▶ _Extract provided_:
Pax Britannica (Latin for "British Peace", modelled after Pax Romana) was the period of relative peace between the great powers during which the British Empire became the global hegemonic power and adopted the role of a "global policeman".

Between 1815 and 1914, a period referred to as Britain's "imperial century", around  of territory and roughly 400 million people were added to the British Empire. Victory over Napoleonic France left the British without any serious international rival, other than perhaps Russia in Central Asia. When Russia tried expanding its influence in the Balkans, the British and French defeated them in the Crimean War (1853–1856), thereby protecting the Ottoman Empire.

Britain's Royal Navy controlled most of the key maritime trade routes and enjoyed unchallenged sea power. Alongside the formal control exerted over its own colonies, Britain's dominant position in world trade meant that it effectively controlled access to many regions, such as Asia, North America, Oceania, and Africa. The British also, much to the dismay of other colonial empires, helped the United States uphold the Monroe Doctrine which upheld its economic dominance in the Americas. British merchants, shippers and bankers had such an overwhelming advantage over those of other empires that in addition to its colonies it had an informal empire.

History

After losing the Thirteen Colonies, a significant part of British America, in the American Revolution, Britain turned towards Asia, the Pacific and later Africa with subsequent exploration leading to the rise of the Second British Empire (1783–1815). The Industrial Revolution began in Great Britain in the late 1700s and new ideas emerged about free markets, such as Adam Smith's The Wealth of Nations (1776). Free trade became a central principle that Britain practiced by the 1840s. It played a key role in Britain's economic growth and financial dominance.

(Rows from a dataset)
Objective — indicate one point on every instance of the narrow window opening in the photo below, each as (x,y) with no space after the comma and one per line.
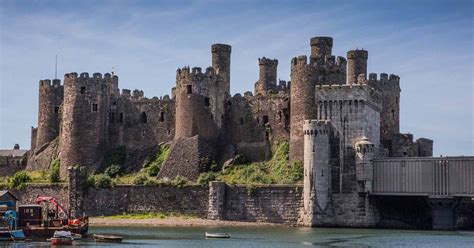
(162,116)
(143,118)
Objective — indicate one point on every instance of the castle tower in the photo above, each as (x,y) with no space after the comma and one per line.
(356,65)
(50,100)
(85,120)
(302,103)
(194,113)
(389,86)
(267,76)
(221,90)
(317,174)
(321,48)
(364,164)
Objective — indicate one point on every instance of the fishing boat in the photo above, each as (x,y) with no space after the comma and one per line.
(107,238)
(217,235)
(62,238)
==
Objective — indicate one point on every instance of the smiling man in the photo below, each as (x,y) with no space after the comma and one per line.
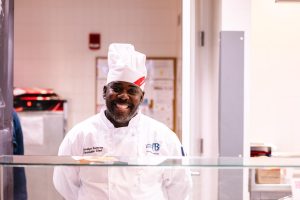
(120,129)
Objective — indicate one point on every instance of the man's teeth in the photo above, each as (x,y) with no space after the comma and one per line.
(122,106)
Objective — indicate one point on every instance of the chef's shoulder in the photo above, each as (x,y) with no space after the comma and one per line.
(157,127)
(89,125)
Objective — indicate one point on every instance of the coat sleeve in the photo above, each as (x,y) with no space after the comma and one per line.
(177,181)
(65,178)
==
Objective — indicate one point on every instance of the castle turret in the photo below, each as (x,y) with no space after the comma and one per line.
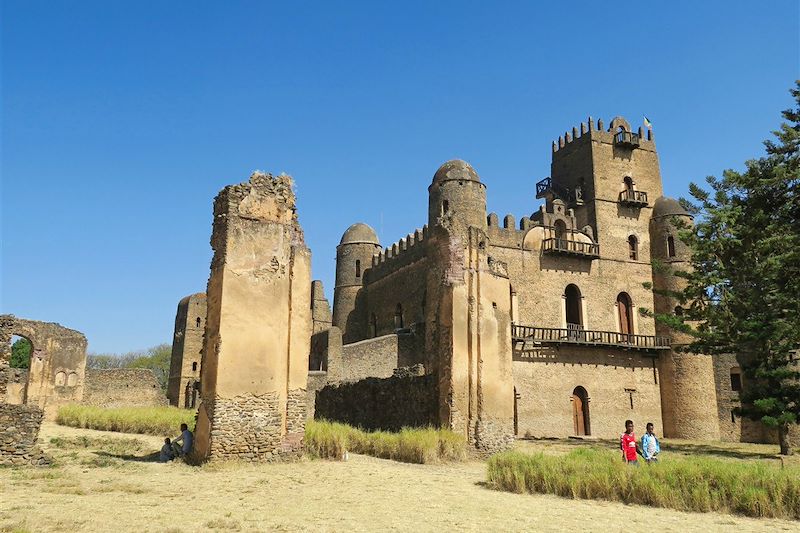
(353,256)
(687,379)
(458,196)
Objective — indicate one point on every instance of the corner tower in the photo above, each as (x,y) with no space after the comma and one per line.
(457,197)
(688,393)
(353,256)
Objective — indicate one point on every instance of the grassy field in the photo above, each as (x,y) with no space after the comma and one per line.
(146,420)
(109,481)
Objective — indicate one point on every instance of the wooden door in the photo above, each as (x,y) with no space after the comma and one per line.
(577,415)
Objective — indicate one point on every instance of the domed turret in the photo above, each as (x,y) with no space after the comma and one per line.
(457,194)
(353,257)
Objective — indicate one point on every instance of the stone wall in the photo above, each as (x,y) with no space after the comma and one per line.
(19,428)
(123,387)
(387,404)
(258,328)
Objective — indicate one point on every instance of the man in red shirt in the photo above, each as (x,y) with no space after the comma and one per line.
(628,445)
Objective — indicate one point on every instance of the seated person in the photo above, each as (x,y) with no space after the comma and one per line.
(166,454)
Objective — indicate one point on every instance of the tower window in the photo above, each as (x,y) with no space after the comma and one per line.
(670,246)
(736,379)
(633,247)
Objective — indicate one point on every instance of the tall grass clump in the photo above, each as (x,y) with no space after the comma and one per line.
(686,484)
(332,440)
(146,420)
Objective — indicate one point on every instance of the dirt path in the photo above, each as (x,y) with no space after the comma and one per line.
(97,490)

▶ _Task objective_:
Pick up the Pax Britannica passage after its last sentence and write the next paragraph.

▶ _Written response_:
From the end of the Napoleonic Wars in 1815 until World War I in 1914, the United Kingdom played the role of global hegemon (most powerful actor).  Imposition of a "British Peace" on key maritime trade routes began in 1815 with the annexation of British Ceylon (now Sri Lanka). Under the British Residency of the Persian Gulf, local Arab rulers agreed to a number of treaties that formalised Britain's protection of the region. Britain imposed an anti-piracy treaty, known as the General Maritime Treaty of 1820, on all Arab rulers in the region. By signing the Perpetual Maritime Truce of 1853, Arab rulers gave up their right to wage war at sea in return for British protection against external threats. The global superiority of British military and commerce was aided by a divided and relatively weak continental Europe, and the presence of the Royal Navy on all of the world's oceans and seas. Even outside its formal empire, Britain controlled trade with many countries such as China, Siam, and Argentina. Following the Congress of Vienna, the British Empire's economic strength continued to develop through naval dominance and diplomatic efforts to maintain a balance of power in continental Europe.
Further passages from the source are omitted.